-------- Text segment

Friday, January 7, 2011

change promise fudge

That's my version of Eat Pray Love.

I haven't even reported back about my liquor infusions, and here I am quitting alcohol! These are basil vodka, plum vodka, cherry vodka, cucumber sake, and elderberry vanilla vodka. Later I made peach and watermelon vodka for a garden party: summer in a jar.

Before the New Year rolled around, we'd already been talking about making big changes in our lives:
  • moving someplace warm
  • finding satisfying work
  • taking classes
  • making TIME
My past lives have included long, glorious evenings that elude me now, evenings that had space for hanging out with friends, long and lazy meals, reading, team sports, walks, wandering in the garden; evenings that were five or so hours long and felt five hours long. I'm determined to get those back.

We'd already made these commitments to change, and then we hit a deer with our car. This experience kicked off another round of thinking about control: what to take control of and direct, and what to let go of because I can't control. Thinking may actually be the wrong word since it became the focus in less than a second during our car accident. Resolutions? Clarity?

I think of my veganism as an example of moving anthills into a line that points to my desired outcome. I can't close down feedlots or slaughterhouses, but I can be completely sure they never see a penny of mine by eschewing animal products repeatedly, throughout every day.

And now the deer. We'd killed someone and could have been seriously hurt ourselves.

I immediately re-commited to our quest for warmth, for ocean, for open time and space. I felt motivated to work on our house so that we'll be able to rent it and move. Seeing the body of the deer we killed torn apart and scattered made me think (among other things) about my body and its fragility. I immediately quit caffeine and alcohol to try and get my migraines under control. I started eating a lot more raw food wanting to shed anything unnecessary, weight and waste, but also streamlining preparation. I feel like I'm seeing a bit more clearly, and I want that to continue.

These are the plums after they've been fished out of the finished vodka. Plum vodka was a clear winner in flavors, but the plums themselves are STRONG. They kind of taste like a seriously alcoholic fruitcake.

A lot of the food I've been eating is so simple that the preps can't really be called recipes. But one raw fudge recipe that a friend shared for Christmas is really a recipe, a magical sweet that makes candy seem ridiculous. This fudge knows important facts:
  • Great things are often simple things.

----------------
-------- Supplied material

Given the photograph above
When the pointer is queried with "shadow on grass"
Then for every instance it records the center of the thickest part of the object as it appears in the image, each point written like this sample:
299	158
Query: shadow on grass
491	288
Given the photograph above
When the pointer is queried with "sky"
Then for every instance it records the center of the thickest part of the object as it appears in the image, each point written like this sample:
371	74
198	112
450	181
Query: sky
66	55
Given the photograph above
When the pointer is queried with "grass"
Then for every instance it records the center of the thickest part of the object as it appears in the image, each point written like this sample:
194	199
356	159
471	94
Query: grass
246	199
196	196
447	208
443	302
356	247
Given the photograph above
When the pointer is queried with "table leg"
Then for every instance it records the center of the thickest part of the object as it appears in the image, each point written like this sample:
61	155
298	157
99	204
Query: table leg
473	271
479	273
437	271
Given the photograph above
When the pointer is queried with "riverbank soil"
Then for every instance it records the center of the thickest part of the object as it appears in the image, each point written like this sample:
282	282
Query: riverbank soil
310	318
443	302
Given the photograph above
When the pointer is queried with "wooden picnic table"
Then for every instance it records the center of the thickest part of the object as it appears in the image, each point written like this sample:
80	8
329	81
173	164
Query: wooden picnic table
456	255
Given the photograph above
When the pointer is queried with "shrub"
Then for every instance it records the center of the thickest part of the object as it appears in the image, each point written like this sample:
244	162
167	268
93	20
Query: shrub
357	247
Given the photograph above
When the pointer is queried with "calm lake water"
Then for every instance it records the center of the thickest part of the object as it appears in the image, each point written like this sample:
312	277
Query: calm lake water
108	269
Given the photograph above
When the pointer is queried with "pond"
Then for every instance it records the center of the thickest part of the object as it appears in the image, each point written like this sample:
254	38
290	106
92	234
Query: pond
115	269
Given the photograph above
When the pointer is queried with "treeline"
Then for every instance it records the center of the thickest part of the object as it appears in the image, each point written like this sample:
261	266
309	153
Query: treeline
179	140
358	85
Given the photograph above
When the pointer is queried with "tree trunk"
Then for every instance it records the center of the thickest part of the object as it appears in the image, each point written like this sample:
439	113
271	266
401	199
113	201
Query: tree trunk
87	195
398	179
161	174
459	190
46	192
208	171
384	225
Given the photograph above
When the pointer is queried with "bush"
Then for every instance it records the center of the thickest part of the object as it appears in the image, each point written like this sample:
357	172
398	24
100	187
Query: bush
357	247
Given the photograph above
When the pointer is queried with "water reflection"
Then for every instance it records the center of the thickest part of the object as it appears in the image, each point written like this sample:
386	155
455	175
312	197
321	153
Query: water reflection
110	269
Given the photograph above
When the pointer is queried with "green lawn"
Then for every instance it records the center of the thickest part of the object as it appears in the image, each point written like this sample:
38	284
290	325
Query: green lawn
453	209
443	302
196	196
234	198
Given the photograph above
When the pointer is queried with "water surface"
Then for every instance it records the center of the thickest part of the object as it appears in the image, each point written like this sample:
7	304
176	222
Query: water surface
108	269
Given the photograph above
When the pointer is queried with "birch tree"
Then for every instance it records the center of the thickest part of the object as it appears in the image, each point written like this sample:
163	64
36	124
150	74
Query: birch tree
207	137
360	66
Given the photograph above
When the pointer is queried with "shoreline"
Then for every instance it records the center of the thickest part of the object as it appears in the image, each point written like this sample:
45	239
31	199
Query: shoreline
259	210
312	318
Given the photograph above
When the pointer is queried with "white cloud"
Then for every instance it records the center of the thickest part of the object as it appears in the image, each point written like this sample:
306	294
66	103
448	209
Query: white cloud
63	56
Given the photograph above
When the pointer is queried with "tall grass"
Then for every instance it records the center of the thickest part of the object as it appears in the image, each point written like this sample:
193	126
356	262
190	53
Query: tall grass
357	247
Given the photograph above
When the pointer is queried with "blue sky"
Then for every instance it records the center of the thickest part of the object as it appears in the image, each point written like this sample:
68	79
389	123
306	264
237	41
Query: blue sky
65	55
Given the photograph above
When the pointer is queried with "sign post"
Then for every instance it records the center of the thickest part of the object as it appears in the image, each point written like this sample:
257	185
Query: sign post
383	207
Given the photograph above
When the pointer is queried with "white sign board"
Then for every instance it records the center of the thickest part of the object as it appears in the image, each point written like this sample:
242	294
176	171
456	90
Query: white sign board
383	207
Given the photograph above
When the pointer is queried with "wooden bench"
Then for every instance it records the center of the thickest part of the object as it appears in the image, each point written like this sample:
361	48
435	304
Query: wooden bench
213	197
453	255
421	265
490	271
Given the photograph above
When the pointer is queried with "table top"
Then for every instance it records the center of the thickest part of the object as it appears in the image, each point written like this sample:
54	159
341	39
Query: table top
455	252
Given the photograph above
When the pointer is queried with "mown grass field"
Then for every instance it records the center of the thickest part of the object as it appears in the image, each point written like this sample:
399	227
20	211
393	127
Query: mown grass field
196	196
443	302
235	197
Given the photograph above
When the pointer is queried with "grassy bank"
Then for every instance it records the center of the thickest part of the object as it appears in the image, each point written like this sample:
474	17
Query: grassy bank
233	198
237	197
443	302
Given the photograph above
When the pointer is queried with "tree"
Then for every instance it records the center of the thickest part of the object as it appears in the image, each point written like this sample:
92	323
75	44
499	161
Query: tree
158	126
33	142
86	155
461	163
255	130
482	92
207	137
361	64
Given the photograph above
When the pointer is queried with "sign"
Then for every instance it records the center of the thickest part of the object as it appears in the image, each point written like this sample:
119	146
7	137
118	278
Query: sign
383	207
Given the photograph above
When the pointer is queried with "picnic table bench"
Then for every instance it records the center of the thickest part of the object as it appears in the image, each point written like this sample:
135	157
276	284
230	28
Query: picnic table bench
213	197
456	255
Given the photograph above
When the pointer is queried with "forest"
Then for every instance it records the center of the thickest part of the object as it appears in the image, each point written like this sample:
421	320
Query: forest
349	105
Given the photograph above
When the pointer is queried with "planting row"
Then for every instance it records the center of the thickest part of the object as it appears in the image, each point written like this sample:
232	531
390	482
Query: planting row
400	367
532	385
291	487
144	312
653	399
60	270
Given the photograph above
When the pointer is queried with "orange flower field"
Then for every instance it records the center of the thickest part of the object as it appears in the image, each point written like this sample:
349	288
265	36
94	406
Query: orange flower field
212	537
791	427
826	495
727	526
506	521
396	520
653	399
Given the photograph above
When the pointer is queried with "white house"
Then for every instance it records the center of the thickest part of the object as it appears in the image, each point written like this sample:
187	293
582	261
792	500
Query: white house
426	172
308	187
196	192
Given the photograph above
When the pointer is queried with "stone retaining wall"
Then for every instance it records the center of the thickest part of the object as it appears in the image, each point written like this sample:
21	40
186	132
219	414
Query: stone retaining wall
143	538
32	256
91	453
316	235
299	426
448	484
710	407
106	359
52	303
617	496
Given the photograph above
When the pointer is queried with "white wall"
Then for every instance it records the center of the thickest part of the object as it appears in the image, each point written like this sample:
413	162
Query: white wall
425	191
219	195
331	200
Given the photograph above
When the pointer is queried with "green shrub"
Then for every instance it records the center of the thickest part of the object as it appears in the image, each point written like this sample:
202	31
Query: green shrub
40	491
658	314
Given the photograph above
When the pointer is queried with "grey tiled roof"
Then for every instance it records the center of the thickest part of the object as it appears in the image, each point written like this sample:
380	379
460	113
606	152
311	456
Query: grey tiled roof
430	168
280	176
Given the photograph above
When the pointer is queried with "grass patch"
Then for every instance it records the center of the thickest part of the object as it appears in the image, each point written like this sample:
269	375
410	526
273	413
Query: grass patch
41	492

----------------

◆ Required work
Translate this sentence from the blog post about quitting alcohol into Spanish: "I feel like I'm seeing a bit more clearly, and I want that to continue."

◆ Finished task
Siento que estoy viendo con un poco más de claridad, y quiero que eso continúe.